» **Exercise details**
Reproduce exactly the lines below from the one containing "column 64, row 727" through the one containing "column 491, row 640", including both, and nothing else.

» **Excerpted data**
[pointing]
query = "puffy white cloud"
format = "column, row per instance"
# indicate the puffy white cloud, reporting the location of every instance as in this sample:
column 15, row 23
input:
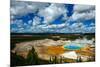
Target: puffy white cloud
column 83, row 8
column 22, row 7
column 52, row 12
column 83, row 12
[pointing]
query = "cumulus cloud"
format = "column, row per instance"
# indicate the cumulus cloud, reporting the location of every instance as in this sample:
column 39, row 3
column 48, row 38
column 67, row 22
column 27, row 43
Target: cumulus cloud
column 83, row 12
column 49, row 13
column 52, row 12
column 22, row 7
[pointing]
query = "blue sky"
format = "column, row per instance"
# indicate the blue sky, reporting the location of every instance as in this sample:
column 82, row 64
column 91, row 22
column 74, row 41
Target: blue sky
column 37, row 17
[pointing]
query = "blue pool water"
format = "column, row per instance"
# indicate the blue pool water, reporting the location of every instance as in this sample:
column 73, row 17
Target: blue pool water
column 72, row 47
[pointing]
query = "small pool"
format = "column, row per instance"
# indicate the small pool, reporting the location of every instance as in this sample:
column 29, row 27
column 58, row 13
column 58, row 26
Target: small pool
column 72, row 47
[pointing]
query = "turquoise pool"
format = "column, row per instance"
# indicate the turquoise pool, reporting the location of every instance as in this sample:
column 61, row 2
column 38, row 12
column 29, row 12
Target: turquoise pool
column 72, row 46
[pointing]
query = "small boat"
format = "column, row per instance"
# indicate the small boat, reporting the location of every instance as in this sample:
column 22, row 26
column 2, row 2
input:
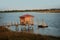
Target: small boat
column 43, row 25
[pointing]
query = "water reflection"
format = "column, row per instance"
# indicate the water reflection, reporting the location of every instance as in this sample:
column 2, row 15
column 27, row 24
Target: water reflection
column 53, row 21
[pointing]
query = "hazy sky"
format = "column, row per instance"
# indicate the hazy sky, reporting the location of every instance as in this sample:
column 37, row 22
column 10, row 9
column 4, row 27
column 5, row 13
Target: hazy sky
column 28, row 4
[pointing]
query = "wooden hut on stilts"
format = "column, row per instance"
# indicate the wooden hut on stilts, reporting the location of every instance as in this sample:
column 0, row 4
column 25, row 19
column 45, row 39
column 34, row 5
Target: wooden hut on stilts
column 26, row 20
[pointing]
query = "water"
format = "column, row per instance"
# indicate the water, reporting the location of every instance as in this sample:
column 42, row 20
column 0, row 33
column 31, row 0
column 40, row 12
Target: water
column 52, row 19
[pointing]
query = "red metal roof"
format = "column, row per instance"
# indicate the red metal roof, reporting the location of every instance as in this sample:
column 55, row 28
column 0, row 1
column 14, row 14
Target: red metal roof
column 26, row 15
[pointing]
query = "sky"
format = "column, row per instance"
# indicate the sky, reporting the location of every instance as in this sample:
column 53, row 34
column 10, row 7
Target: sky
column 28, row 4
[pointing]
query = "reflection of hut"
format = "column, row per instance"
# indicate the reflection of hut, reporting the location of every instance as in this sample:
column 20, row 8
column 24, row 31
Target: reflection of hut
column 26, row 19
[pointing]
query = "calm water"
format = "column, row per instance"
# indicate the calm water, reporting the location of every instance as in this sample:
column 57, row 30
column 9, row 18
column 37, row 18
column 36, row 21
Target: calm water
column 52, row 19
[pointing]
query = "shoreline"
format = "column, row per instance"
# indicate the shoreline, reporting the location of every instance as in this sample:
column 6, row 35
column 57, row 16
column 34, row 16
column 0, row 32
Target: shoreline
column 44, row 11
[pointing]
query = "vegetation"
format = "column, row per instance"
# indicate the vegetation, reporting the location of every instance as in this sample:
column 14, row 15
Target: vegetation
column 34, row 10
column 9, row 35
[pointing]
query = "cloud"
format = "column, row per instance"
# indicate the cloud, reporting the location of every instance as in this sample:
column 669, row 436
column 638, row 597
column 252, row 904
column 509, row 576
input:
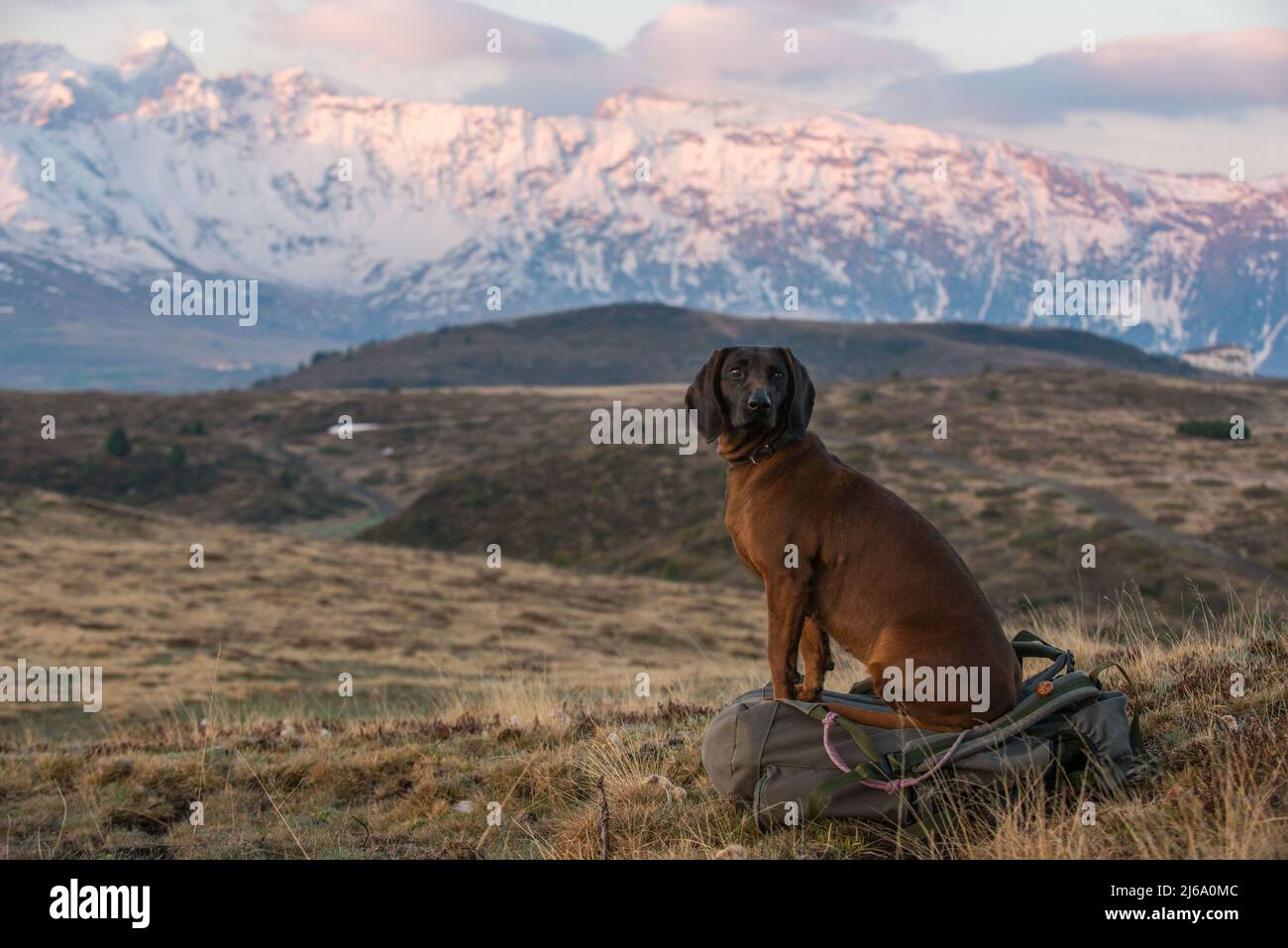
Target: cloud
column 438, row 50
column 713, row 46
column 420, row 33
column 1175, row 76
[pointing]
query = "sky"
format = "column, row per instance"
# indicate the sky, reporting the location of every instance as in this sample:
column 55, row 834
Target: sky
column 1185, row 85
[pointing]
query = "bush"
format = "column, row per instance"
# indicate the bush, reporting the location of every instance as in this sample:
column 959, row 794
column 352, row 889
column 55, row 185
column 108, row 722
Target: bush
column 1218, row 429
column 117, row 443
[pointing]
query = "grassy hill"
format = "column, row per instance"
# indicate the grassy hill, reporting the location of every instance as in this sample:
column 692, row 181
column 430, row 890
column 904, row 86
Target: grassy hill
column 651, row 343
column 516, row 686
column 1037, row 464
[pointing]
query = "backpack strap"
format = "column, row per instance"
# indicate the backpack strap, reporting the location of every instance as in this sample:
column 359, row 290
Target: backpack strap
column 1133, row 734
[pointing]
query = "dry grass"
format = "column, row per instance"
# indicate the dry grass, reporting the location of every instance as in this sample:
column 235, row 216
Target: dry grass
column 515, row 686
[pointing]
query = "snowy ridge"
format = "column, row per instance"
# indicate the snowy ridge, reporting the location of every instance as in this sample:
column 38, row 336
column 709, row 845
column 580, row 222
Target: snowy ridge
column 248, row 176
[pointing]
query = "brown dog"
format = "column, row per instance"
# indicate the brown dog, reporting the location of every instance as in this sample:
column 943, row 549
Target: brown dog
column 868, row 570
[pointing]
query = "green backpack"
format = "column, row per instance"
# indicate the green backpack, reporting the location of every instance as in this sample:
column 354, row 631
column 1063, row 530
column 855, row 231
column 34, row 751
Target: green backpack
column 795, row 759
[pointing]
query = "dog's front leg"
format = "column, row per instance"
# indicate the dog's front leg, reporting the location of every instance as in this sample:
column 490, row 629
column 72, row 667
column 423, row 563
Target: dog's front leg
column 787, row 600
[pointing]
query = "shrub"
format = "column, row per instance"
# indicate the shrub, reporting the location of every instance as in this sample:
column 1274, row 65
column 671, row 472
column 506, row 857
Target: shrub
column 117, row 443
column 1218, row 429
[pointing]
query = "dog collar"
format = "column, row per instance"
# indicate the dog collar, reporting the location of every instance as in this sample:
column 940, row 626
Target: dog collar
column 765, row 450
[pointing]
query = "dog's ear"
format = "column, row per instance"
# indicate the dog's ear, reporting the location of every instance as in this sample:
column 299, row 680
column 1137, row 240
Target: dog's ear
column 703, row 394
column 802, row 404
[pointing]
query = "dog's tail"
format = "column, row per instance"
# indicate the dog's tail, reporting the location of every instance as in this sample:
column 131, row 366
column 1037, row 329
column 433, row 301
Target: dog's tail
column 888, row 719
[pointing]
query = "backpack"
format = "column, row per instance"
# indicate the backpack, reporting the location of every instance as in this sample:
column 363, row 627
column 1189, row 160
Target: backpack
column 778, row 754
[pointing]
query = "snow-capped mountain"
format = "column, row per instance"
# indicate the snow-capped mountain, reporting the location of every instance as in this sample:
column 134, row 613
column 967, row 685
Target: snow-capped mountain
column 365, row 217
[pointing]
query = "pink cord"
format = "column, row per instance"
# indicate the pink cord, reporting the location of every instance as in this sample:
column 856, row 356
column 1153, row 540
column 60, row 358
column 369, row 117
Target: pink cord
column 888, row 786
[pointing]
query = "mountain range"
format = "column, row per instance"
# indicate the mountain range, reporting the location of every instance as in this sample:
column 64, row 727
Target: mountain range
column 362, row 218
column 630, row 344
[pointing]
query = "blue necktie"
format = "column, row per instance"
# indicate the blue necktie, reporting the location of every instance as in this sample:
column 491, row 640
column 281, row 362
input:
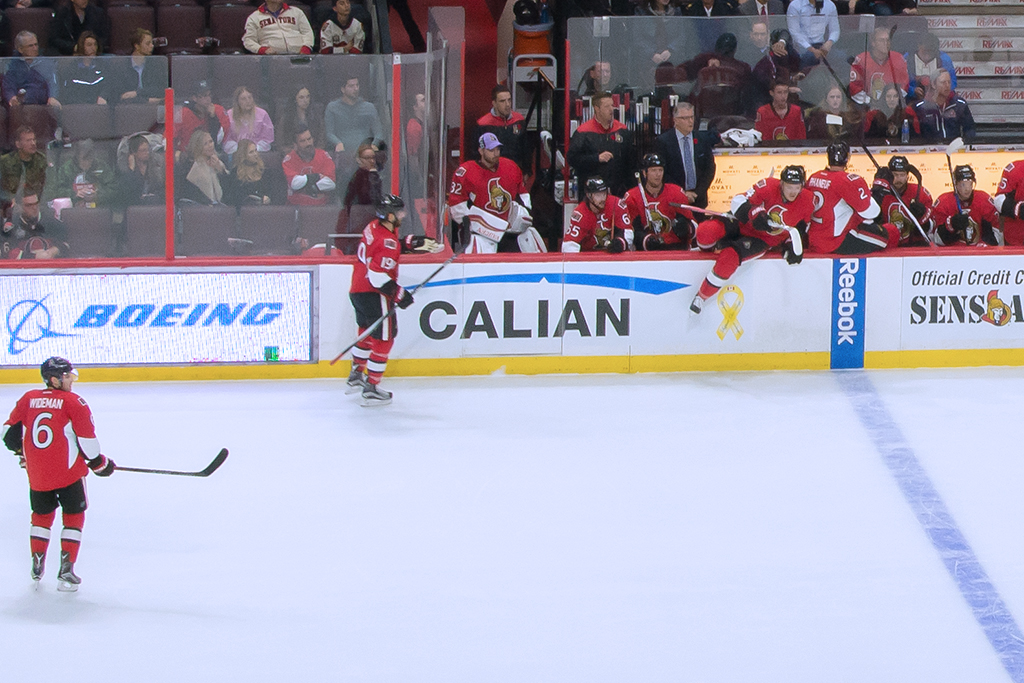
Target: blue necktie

» **Result for this exercise**
column 64, row 727
Target: mountain range
column 362, row 218
column 630, row 344
[pointing]
query = "blue necktie"
format = "column, row per instance"
# indicate the blue necktie, reporting the location of every instance as in this sample:
column 491, row 640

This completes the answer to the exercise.